## DATA PROVIDED
+++
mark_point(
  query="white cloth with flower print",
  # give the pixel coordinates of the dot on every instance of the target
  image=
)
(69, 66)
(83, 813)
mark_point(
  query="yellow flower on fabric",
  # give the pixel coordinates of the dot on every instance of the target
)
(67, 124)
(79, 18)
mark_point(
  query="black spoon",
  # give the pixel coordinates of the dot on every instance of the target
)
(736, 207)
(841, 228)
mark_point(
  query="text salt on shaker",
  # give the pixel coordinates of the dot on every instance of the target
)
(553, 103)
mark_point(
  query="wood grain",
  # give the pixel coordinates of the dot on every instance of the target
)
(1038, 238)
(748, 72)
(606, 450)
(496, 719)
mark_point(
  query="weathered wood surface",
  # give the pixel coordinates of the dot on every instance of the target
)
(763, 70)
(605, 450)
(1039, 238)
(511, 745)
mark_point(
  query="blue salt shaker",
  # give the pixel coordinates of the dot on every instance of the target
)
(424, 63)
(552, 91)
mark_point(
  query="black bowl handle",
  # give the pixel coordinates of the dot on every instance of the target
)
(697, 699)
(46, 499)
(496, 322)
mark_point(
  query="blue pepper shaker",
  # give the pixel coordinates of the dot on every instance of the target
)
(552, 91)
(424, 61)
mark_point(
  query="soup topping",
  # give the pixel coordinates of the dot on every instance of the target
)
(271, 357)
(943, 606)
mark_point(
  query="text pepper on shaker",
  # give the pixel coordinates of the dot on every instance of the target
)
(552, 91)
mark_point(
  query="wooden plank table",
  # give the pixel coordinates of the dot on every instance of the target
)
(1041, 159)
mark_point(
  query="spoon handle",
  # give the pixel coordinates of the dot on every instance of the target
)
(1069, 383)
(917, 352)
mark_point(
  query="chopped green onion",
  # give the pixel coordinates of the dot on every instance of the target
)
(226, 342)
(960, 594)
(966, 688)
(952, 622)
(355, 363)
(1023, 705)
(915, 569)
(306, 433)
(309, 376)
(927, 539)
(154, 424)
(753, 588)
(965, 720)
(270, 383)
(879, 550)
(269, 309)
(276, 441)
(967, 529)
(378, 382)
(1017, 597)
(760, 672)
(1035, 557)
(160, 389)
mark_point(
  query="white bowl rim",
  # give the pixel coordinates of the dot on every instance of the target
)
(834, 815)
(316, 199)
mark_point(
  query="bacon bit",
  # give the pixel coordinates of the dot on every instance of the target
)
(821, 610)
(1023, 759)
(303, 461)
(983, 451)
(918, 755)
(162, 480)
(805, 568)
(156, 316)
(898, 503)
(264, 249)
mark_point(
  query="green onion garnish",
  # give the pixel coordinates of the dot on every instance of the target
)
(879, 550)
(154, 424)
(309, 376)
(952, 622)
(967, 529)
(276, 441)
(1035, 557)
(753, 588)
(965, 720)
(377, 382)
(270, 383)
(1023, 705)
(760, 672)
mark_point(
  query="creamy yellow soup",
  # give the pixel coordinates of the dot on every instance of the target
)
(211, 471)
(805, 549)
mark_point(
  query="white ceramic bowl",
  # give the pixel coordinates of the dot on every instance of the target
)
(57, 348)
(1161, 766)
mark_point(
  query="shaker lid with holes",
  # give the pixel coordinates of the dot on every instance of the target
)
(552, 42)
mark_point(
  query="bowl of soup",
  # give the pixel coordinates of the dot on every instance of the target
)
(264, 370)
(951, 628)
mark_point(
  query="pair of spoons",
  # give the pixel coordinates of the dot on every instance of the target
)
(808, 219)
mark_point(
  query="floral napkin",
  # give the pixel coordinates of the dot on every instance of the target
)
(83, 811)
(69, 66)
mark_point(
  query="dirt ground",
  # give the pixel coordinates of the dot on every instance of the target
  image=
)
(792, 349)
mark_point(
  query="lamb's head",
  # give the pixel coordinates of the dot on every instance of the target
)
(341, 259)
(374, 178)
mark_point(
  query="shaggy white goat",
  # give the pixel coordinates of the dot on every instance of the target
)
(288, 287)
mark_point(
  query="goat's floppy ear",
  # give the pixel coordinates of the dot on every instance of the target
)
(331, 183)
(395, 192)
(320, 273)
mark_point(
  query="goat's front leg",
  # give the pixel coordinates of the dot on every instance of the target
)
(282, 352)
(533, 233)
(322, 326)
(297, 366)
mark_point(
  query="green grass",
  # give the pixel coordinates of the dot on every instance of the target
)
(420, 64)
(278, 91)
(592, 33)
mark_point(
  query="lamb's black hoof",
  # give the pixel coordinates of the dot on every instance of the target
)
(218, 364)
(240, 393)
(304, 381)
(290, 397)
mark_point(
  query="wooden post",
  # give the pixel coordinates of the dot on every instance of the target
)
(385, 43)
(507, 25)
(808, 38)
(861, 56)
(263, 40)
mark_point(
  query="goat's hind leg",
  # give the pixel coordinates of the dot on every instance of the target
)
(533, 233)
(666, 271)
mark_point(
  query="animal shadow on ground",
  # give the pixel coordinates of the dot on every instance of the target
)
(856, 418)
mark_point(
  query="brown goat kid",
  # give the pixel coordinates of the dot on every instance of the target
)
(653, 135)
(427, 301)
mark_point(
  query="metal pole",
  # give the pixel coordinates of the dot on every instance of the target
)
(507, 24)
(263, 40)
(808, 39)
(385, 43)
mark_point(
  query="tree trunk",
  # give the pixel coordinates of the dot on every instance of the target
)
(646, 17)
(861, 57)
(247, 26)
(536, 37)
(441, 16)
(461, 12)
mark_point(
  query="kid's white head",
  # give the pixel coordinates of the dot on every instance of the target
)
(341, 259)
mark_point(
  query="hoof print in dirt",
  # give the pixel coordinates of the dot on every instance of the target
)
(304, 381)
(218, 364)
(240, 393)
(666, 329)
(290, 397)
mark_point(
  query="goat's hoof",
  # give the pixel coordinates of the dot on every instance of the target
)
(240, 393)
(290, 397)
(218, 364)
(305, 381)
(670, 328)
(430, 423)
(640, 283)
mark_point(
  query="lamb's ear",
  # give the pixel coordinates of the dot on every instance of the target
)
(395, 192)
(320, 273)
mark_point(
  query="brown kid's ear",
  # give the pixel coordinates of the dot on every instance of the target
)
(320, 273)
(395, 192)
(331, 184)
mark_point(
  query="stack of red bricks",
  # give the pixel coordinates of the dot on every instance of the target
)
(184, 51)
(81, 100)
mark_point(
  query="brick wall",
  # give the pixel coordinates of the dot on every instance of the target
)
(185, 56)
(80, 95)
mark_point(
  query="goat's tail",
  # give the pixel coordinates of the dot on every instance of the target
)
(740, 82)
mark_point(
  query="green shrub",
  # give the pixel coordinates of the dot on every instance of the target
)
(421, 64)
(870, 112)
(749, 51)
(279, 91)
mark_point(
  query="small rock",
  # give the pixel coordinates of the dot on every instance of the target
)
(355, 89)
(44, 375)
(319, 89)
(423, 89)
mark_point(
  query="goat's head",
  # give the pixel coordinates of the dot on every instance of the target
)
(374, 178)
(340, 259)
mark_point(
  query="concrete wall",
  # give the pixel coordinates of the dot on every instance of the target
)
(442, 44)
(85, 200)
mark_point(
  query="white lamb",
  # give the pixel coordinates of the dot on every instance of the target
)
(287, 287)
+++
## AIM OF THE EXERCISE
Could you reproduce every record exactly as it appears?

## ANSWER TO THIS TASK
mark_point(
  query="white cloth with flower print",
  # give the pixel coordinates of the dot on every instance of the target
  image=
)
(69, 66)
(83, 813)
mark_point(
  query="yellow flower on fabric",
  # give the pixel coordinates of the dot on every instance of the target
)
(67, 124)
(79, 18)
mark_point(
  query="black spoon",
  # give the pixel coordinates of the dot on every instance of the target
)
(736, 207)
(841, 228)
mark_point(
  query="text salt on shaker",
  # give the pixel coordinates of the dot on every instance of the target
)
(553, 103)
mark_point(
  query="wood grain",
  # give the pixel coordinates of the dot on every instance of the target
)
(1038, 238)
(748, 72)
(606, 450)
(496, 719)
mark_point(
  query="weathered wood surface",
  # give the pixel coordinates of the dot on every instance of the target
)
(763, 70)
(605, 450)
(1039, 238)
(511, 745)
mark_point(
  query="blue salt shaker",
  # give the pixel coordinates of the dot on every instance of the target
)
(424, 63)
(552, 91)
mark_point(
  query="black bowl handle",
  # give the pixel coordinates of the dot on every instance of the target
)
(697, 699)
(46, 499)
(496, 322)
mark_point(
  query="blue pepper shaker",
  # give the pixel coordinates of the dot on every instance of the target
)
(552, 91)
(424, 61)
mark_point(
  query="soup topping",
  # give the pixel coordinates of the dot on every instance of the target
)
(271, 357)
(943, 606)
mark_point(
  query="text pepper on shaker",
  # give the pixel coordinates of the dot on every instance of the target
)
(552, 91)
mark_point(
  query="wooden plank table",
  # give the pixel coordinates of the dot on every instance of the target
)
(1041, 159)
mark_point(
  query="spoon handle",
  # give the pixel coordinates of the dot on every instance of the target
)
(1069, 383)
(917, 352)
mark_point(
  query="chopped green onion",
  # give the pixel coordinates of the dot on every instance of the target
)
(226, 342)
(960, 594)
(966, 688)
(952, 622)
(355, 363)
(1023, 705)
(915, 569)
(306, 433)
(309, 376)
(927, 539)
(154, 424)
(753, 588)
(965, 720)
(270, 383)
(879, 550)
(269, 309)
(276, 441)
(967, 529)
(378, 382)
(1017, 597)
(760, 672)
(1035, 557)
(160, 389)
mark_point(
  query="white bowl rim",
  # give the pixel coordinates of the dot on every instance of the target
)
(834, 815)
(316, 199)
mark_point(
  query="bacon bit",
  # give the pixel coordinates of the dot on every instance of the target
)
(821, 610)
(1023, 759)
(303, 461)
(983, 451)
(918, 755)
(162, 480)
(805, 568)
(156, 316)
(898, 503)
(264, 249)
mark_point(
  query="green onion garnish",
  # give the pixel coordinates of the dot on every instance of the target
)
(879, 550)
(154, 424)
(309, 376)
(952, 622)
(967, 529)
(276, 441)
(1035, 557)
(753, 588)
(965, 720)
(377, 382)
(270, 383)
(1023, 705)
(760, 672)
mark_point(
  query="creamy yellow soup",
  # give the pixel coordinates of the dot on every instance of the target
)
(211, 471)
(805, 549)
mark_point(
  query="white ceramic bowl",
  # give the pixel coordinates of the dot on every instance of the target
)
(57, 348)
(1161, 766)
mark_point(
  query="shaker lid with holes",
  # give the pixel coordinates of the dot on every instance of the target
)
(552, 42)
mark_point(
  query="bowl of soup",
  # give the pixel coordinates of the dot on every instance of the target
)
(264, 370)
(951, 628)
mark_point(
  query="pair of spoons",
  # give the pixel coordinates of the dot on every instance of the target
)
(808, 219)
mark_point(
  query="floral napkin",
  # give the pixel coordinates of the dot on every instance of the target
)
(83, 811)
(69, 66)
mark_point(
  query="dirt ground",
  # give the pixel coordinates of the dot on every instance of the target
  image=
)
(792, 349)
mark_point(
  query="lamb's head",
  # give the pixel coordinates of the dot on every instance of the target
)
(341, 259)
(374, 178)
mark_point(
  query="shaggy white goat",
  # give the pixel coordinates of the dot on every instance of the target
)
(288, 287)
mark_point(
  query="goat's floppy ear",
  # give the pixel coordinates of the dot on every instance of the target
)
(331, 183)
(395, 192)
(320, 273)
mark_point(
  query="goat's front leg",
  # give the pixel coordinates of the dot on every instance of the target
)
(282, 352)
(533, 233)
(322, 326)
(297, 366)
mark_point(
  query="green grass",
  # give the pixel coordinates of the dot on every instance of the target
)
(420, 64)
(278, 91)
(592, 33)
mark_point(
  query="lamb's black hoof",
  # give the pixel coordinates of the dot on every instance of the target
)
(218, 364)
(240, 393)
(304, 381)
(290, 397)
mark_point(
  query="wooden post",
  # give the pixel coordinates of the dot on every instance of the target
)
(385, 43)
(507, 25)
(808, 38)
(861, 56)
(263, 40)
mark_point(
  query="goat's hind leg",
  # give the pixel coordinates of the dot on every instance of the target
)
(533, 233)
(666, 271)
mark_point(
  query="animal shadow on ground",
  # give the pixel coordinates of the dot on every instance of the target
)
(856, 418)
mark_point(
  query="brown goat kid",
  # give the pixel coordinates of the dot on every instance of the target
)
(653, 135)
(427, 301)
mark_point(
  query="metal pole",
  # give the pixel coordinates of the dot on every instance of the target
)
(507, 24)
(263, 40)
(808, 39)
(385, 43)
mark_point(
  query="tree trunk",
  # give the pixel coordinates of the dot on every instance of the target
)
(646, 17)
(861, 57)
(247, 26)
(536, 37)
(441, 16)
(461, 12)
mark_point(
  query="kid's white head",
  # give the pixel coordinates of the dot on every instance of the target
)
(341, 259)
mark_point(
  query="hoof print in dirt",
  # give the pixel coordinates of the dot on every instance of the target
)
(304, 381)
(218, 364)
(240, 393)
(666, 329)
(290, 397)
mark_point(
  query="goat's hoof",
  # give the pixel coordinates of the dot on every instance of the target
)
(240, 393)
(290, 397)
(218, 364)
(305, 381)
(670, 328)
(430, 423)
(640, 283)
mark_point(
  query="lamb's ear",
  # give the pixel coordinates of the dot on every instance of the target
)
(395, 192)
(320, 273)
mark_point(
  query="brown kid's ear",
  # give the pixel coordinates of the dot on every instance of the target
)
(320, 273)
(395, 192)
(331, 184)
mark_point(
  query="stack of red bricks",
  # give the pixel coordinates of the dot on every instance of the target
)
(184, 51)
(81, 100)
mark_point(
  query="brick wall",
  # give the pixel coordinates of the dot on every instance of the target
)
(185, 56)
(80, 95)
mark_point(
  query="goat's tail",
  # give the pixel coordinates of the dot on every instance of the target
)
(740, 82)
mark_point(
  query="green shrub",
  # give the pixel coordinates of the dot on every instance of the target
)
(421, 64)
(870, 112)
(749, 51)
(279, 91)
mark_point(
  query="small rock",
  # give the pixel coordinates of the dot on every instance of the target
)
(355, 89)
(44, 375)
(319, 89)
(423, 89)
mark_point(
  query="goat's head",
  # give the pixel coordinates of the dot on every instance of the target
)
(374, 178)
(340, 259)
mark_point(
  query="concrete wall",
  # give the pixel coordinates of the dot on every instance of the target
)
(442, 44)
(85, 200)
mark_point(
  query="white lamb",
  # give the pixel coordinates of the dot on every instance of the target
)
(287, 287)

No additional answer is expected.